[PROBLEM] Everything from the line with "Target: cumulus cloud" to the end of the data should be restated word for word, and nothing before it.

[RECORDS PROVIDED]
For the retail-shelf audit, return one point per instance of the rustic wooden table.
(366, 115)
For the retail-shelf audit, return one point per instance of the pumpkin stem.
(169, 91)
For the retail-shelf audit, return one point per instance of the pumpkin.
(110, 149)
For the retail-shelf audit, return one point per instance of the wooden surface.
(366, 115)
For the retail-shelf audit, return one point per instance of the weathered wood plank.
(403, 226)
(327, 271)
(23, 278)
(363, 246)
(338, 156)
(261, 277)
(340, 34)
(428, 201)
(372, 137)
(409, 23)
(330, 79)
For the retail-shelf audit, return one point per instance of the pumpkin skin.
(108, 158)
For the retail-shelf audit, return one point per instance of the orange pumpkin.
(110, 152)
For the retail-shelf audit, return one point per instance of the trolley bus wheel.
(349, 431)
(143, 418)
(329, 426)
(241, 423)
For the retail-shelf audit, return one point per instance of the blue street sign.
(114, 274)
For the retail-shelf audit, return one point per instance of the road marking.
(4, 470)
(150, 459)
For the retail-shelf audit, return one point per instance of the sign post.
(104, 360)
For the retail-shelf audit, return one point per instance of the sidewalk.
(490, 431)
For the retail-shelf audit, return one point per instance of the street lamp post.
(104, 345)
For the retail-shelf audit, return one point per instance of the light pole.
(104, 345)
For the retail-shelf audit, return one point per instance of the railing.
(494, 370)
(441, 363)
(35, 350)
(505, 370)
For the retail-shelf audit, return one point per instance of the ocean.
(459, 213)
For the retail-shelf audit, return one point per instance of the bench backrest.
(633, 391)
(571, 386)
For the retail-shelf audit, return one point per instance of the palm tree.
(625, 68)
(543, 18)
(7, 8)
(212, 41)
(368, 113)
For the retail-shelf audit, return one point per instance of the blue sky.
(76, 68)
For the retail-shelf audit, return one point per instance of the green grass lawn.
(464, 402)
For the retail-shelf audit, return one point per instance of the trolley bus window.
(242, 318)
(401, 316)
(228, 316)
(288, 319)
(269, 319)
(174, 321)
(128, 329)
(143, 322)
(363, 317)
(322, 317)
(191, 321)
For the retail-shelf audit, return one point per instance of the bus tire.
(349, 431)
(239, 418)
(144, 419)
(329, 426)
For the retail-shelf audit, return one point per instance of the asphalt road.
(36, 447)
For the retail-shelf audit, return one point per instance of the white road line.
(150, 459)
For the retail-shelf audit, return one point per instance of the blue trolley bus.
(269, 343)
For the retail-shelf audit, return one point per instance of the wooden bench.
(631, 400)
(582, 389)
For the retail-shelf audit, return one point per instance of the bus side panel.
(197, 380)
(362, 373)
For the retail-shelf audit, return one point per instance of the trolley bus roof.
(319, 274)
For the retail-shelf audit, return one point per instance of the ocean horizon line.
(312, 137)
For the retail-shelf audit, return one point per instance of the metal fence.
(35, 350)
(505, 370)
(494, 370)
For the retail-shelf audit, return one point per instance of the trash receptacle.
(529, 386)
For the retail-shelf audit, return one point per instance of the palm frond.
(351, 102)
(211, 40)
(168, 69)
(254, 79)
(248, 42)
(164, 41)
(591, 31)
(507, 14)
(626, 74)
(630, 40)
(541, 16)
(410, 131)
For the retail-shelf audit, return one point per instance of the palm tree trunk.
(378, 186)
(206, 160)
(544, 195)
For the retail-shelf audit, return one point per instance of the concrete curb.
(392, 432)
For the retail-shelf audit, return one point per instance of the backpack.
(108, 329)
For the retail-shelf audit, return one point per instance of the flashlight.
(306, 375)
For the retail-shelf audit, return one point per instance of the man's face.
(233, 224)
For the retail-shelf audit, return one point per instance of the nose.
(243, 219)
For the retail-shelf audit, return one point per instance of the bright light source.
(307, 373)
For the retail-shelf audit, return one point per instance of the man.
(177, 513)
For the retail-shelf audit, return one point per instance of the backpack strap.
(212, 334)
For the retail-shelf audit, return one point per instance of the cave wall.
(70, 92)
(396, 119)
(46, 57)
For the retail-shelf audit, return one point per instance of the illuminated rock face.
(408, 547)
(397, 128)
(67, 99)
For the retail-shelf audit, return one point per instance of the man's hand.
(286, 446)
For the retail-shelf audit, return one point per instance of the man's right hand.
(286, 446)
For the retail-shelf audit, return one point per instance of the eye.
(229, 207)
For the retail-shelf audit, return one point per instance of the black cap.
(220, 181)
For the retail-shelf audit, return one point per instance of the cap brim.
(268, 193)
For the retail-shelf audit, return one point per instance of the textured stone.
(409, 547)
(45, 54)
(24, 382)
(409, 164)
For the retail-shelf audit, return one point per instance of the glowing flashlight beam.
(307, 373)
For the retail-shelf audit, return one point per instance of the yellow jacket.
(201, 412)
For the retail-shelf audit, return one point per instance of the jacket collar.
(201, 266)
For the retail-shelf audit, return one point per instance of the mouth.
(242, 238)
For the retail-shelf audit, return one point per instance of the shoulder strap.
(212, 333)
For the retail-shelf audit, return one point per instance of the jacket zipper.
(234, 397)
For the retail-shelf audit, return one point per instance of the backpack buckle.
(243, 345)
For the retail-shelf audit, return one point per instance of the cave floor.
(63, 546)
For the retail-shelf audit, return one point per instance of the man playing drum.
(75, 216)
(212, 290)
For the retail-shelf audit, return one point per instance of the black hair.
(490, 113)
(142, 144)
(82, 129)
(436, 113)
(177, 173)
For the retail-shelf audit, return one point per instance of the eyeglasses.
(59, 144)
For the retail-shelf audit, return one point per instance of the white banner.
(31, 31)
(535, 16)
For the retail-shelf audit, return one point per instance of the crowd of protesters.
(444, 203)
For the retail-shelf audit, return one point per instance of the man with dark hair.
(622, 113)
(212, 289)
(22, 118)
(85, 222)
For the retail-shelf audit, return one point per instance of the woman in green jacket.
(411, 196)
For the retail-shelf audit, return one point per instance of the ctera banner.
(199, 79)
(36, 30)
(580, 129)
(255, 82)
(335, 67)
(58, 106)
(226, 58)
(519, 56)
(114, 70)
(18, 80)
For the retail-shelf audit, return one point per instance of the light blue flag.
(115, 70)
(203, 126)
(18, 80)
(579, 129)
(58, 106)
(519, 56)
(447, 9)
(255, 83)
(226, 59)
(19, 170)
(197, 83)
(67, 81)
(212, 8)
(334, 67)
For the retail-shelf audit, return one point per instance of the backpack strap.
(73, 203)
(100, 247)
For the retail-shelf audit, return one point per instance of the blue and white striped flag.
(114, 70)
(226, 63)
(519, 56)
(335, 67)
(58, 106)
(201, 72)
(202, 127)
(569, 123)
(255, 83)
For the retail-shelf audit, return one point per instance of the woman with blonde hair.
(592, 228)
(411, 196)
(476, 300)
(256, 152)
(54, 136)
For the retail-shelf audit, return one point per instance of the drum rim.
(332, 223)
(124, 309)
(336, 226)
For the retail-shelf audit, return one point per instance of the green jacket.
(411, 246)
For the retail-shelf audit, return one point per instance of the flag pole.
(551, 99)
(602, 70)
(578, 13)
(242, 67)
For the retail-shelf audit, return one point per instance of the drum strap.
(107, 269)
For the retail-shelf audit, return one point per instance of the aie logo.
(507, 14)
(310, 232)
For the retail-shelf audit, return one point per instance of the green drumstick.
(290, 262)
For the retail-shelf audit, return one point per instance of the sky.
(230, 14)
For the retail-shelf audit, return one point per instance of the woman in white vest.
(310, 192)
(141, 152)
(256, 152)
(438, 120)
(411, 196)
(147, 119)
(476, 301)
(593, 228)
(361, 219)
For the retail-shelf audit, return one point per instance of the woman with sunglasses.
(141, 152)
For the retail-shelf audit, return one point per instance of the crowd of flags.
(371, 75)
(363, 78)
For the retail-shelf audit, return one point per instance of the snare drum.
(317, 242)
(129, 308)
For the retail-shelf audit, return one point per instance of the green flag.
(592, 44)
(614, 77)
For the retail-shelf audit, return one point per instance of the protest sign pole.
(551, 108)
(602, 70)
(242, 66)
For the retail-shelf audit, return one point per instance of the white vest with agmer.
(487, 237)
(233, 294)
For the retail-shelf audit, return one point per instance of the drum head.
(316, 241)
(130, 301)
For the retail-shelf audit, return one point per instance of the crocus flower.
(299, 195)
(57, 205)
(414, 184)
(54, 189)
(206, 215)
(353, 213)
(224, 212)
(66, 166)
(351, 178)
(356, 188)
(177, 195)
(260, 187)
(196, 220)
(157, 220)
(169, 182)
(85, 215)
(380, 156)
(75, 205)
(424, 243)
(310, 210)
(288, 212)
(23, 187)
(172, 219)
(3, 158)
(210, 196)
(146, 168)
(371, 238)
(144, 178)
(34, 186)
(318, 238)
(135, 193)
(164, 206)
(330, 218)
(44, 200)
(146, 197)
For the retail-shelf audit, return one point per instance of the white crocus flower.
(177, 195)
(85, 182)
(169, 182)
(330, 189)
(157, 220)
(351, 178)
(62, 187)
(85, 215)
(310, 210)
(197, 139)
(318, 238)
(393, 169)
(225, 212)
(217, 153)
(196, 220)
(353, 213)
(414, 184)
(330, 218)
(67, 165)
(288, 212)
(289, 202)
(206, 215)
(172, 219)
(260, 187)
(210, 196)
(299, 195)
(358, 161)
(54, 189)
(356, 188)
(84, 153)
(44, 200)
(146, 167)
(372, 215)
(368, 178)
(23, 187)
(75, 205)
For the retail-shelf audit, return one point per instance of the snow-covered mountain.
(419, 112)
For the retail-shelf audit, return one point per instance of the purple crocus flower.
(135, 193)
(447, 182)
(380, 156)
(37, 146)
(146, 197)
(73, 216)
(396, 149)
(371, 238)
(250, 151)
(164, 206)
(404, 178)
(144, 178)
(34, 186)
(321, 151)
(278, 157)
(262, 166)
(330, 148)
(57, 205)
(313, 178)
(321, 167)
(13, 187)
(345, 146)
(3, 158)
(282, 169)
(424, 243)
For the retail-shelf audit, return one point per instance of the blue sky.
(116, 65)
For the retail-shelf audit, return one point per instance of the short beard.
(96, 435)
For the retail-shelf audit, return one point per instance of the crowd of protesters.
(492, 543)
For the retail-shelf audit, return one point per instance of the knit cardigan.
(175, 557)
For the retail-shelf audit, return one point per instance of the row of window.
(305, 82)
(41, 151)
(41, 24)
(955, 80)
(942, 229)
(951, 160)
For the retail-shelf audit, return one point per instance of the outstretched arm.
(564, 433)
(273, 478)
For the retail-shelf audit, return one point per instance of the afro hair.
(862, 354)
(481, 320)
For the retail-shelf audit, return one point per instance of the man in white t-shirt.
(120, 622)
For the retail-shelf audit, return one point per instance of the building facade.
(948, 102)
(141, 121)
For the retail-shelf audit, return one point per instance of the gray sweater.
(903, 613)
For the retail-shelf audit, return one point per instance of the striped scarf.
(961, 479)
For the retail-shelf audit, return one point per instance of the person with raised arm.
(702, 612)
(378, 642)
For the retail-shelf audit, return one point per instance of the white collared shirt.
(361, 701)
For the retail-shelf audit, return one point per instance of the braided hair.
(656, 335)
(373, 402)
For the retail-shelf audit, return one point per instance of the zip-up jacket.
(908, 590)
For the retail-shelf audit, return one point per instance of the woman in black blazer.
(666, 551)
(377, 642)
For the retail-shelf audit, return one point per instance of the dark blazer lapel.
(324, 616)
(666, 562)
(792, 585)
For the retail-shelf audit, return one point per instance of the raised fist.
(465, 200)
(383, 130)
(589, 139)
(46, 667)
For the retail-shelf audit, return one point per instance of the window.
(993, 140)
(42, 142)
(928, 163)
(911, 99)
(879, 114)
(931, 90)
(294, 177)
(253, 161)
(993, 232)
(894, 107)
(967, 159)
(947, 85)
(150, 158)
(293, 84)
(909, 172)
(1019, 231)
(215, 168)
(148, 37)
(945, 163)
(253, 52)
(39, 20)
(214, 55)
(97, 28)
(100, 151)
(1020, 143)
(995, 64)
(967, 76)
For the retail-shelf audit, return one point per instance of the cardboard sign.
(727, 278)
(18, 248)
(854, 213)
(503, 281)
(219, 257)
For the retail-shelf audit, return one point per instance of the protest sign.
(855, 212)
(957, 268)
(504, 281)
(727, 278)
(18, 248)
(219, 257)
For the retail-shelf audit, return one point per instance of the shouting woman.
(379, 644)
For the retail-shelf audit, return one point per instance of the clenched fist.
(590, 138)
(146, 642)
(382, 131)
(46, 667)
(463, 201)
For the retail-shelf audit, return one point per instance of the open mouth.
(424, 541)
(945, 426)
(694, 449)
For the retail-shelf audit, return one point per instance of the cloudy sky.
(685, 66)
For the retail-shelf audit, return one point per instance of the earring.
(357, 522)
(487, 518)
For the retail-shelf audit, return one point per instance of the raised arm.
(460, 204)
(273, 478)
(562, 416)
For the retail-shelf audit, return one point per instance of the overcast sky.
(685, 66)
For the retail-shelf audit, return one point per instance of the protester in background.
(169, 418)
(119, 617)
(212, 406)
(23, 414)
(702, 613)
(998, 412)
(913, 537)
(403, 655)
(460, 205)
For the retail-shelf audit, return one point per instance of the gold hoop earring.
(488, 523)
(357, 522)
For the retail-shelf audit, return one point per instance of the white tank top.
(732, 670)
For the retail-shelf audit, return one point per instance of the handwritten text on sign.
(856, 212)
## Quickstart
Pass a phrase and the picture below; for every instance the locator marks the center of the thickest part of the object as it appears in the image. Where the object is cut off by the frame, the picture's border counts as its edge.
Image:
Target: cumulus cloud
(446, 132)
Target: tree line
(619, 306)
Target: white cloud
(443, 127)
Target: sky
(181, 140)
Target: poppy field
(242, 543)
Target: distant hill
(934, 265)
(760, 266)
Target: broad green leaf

[EXERCISE SOLUTION]
Target: cumulus cloud
(446, 132)
Target: tree line
(619, 306)
Target: white cloud
(443, 127)
Target: sky
(181, 140)
Target: poppy field
(242, 543)
Target: distant hill
(934, 265)
(760, 266)
Target: broad green leaf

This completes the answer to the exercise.